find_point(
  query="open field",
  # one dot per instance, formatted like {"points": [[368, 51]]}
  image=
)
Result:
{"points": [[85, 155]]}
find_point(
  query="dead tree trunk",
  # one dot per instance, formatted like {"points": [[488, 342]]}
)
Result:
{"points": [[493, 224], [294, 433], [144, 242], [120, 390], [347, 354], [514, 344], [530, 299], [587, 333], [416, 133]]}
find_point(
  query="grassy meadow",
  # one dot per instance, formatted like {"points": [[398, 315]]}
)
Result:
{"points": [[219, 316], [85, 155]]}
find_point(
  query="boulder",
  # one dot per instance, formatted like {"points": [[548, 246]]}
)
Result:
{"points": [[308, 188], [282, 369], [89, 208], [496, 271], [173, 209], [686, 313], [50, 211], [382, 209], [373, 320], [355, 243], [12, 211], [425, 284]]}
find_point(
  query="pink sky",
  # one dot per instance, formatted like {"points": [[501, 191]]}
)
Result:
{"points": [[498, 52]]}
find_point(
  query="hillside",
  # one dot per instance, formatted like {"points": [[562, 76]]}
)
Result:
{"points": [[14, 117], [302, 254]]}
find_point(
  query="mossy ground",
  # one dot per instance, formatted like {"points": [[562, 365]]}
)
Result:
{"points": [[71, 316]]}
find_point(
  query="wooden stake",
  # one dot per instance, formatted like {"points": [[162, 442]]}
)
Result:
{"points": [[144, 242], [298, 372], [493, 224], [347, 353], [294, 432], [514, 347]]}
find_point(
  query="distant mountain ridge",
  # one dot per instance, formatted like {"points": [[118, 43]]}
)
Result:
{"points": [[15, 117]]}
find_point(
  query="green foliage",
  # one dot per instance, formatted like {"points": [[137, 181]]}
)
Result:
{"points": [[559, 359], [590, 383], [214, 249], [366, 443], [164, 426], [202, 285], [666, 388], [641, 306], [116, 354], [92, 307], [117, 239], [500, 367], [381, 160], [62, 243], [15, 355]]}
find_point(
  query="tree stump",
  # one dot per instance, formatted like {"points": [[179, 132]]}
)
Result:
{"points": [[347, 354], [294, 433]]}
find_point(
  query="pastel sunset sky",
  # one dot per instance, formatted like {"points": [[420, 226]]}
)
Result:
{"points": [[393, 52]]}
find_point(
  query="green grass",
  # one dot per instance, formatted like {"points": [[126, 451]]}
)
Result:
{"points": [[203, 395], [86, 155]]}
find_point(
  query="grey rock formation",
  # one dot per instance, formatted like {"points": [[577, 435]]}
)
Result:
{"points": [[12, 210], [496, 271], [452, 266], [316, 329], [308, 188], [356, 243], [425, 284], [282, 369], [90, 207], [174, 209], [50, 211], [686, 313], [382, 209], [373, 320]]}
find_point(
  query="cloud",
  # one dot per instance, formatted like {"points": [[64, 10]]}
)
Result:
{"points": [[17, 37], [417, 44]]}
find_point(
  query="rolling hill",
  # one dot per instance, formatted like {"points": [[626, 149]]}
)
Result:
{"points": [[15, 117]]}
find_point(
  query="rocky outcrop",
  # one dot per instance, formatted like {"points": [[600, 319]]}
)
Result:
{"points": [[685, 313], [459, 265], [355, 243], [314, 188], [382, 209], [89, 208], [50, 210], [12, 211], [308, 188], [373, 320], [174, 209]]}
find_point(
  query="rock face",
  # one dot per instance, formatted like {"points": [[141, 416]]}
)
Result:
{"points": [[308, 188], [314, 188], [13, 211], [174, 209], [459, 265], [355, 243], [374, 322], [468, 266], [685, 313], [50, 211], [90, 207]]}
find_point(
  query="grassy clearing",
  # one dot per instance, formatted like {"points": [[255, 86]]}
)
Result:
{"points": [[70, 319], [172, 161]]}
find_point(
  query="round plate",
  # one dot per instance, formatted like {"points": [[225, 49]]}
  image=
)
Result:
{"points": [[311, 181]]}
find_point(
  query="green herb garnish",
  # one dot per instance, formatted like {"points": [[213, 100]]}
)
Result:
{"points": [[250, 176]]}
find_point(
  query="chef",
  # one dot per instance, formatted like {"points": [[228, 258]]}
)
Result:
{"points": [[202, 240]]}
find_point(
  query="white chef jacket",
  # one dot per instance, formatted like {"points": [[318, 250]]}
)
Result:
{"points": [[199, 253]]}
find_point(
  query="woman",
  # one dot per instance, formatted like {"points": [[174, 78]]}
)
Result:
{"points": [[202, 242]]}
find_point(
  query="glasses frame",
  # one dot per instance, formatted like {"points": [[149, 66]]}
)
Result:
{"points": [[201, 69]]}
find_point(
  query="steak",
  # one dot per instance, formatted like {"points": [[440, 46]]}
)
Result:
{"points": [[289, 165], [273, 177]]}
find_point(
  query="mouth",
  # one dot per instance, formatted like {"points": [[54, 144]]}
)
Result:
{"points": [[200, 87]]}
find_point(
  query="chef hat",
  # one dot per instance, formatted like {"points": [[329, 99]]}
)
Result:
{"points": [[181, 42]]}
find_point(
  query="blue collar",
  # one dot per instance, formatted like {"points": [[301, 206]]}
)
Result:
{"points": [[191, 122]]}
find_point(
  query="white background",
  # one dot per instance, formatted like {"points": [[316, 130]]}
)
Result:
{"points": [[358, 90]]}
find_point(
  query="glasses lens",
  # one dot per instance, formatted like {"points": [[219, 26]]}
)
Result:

★ ★ ★ ★ ★

**Set problem:**
Nothing may be left out: return each entry exactly as it reads.

**Written solution:**
find_point(
  query="open field",
  # one dot per instance, formatted like {"points": [[368, 51]]}
  image=
)
Result:
{"points": [[85, 155]]}
find_point(
  query="dead tree trunk",
  # one dot per instance, formatted like {"points": [[488, 342]]}
)
Result:
{"points": [[493, 224], [294, 433], [144, 242], [120, 390], [347, 354], [514, 344], [530, 299], [587, 333], [416, 133]]}
find_point(
  query="grassy meadow",
  # one dot per instance, formatted like {"points": [[398, 315]]}
)
Result:
{"points": [[219, 316], [85, 155]]}
find_point(
  query="boulder",
  # one dot per instance, formatted like {"points": [[548, 246]]}
)
Result:
{"points": [[308, 188], [282, 369], [89, 208], [496, 271], [173, 209], [686, 313], [50, 211], [382, 209], [373, 320], [355, 243], [12, 211], [425, 284]]}
find_point(
  query="pink sky",
  # one dot per instance, formatted like {"points": [[501, 191]]}
)
Result:
{"points": [[498, 52]]}
find_point(
  query="hillside",
  # one dot per instance, formatted like {"points": [[562, 76]]}
)
Result:
{"points": [[14, 117], [302, 254]]}
find_point(
  query="mossy ground",
  # one dot per instance, formatted like {"points": [[562, 365]]}
)
Result:
{"points": [[71, 316]]}
find_point(
  query="wooden stake",
  # one dot per instance, formatted like {"points": [[162, 442]]}
)
Result:
{"points": [[144, 242], [298, 372], [493, 224], [347, 353], [294, 432], [514, 347]]}
find_point(
  query="distant mountain ridge",
  # one dot per instance, formatted like {"points": [[118, 43]]}
)
Result:
{"points": [[15, 117]]}
find_point(
  query="green foliage",
  # one dot per instance, formatted like {"points": [[137, 181]]}
)
Result:
{"points": [[559, 359], [590, 383], [214, 249], [366, 443], [164, 426], [202, 285], [666, 388], [641, 306], [116, 354], [92, 307], [117, 239], [500, 367], [381, 160], [62, 243], [15, 355]]}
find_point(
  query="tree stump",
  # one dot per instance, formatted like {"points": [[179, 132]]}
)
Result:
{"points": [[347, 354], [294, 433]]}
find_point(
  query="pastel sunset sky",
  # one dot per instance, formatted like {"points": [[420, 226]]}
)
Result:
{"points": [[393, 52]]}
find_point(
  query="green grass",
  # one dot per instance, formatted like {"points": [[126, 451]]}
)
Result:
{"points": [[203, 395], [86, 155]]}
find_point(
  query="grey rock formation",
  # one dot per instance, formatted like {"points": [[577, 435]]}
)
Result:
{"points": [[12, 210], [496, 271], [452, 266], [316, 329], [308, 188], [356, 243], [425, 284], [282, 369], [90, 207], [174, 209], [50, 211], [686, 313], [382, 209], [373, 320]]}
find_point(
  query="cloud",
  # one dot per instance, formatted like {"points": [[64, 10]]}
)
Result:
{"points": [[17, 37], [417, 44]]}
find_point(
  query="rolling hill",
  # one dot per instance, formatted like {"points": [[626, 149]]}
)
Result:
{"points": [[15, 117]]}
find_point(
  query="rocky outcrop",
  # one dot per instance, formatted like {"points": [[600, 319]]}
)
Result:
{"points": [[685, 313], [459, 265], [355, 243], [314, 188], [382, 209], [89, 208], [50, 210], [12, 211], [308, 188], [373, 320], [174, 209]]}
find_point(
  query="rock face",
  # one dot per instance, formatted like {"points": [[141, 416]]}
)
Result:
{"points": [[308, 188], [314, 188], [13, 211], [174, 209], [459, 265], [355, 243], [374, 322], [468, 266], [685, 313], [50, 211], [90, 207]]}
find_point(
  query="grassy clearing",
  # one dot per instance, formatted like {"points": [[255, 86]]}
)
Result:
{"points": [[70, 319], [172, 161]]}
find_point(
  query="round plate",
  # one dot per instance, formatted like {"points": [[225, 49]]}
  image=
)
Result:
{"points": [[311, 181]]}
find_point(
  query="green herb garnish",
  # one dot per instance, formatted like {"points": [[213, 100]]}
)
Result:
{"points": [[250, 176]]}
find_point(
  query="chef",
  # one dot per instance, formatted like {"points": [[228, 258]]}
)
Result:
{"points": [[202, 240]]}
find_point(
  query="white chef jacket",
  # one dot per instance, formatted like {"points": [[318, 250]]}
)
Result:
{"points": [[199, 253]]}
find_point(
  query="woman",
  # one dot per instance, formatted like {"points": [[174, 78]]}
)
Result:
{"points": [[202, 242]]}
find_point(
  query="glasses frame",
  # one dot per instance, formatted like {"points": [[149, 66]]}
)
Result:
{"points": [[201, 69]]}
find_point(
  query="steak",
  # one dot per instance, formatted like {"points": [[440, 46]]}
)
Result:
{"points": [[289, 165], [273, 177]]}
find_point(
  query="mouth",
  # one dot per instance, formatted like {"points": [[54, 144]]}
)
Result:
{"points": [[200, 87]]}
find_point(
  query="chef hat",
  # one dot per instance, formatted like {"points": [[329, 99]]}
)
Result:
{"points": [[181, 42]]}
find_point(
  query="blue collar",
  # one dot per instance, formatted like {"points": [[301, 206]]}
)
Result:
{"points": [[191, 122]]}
find_point(
  query="white background",
  # one dot per instance, formatted like {"points": [[316, 130]]}
)
Result:
{"points": [[358, 90]]}
find_point(
  query="glasses lens",
  # one dot per instance, formatted like {"points": [[219, 26]]}
)
Result:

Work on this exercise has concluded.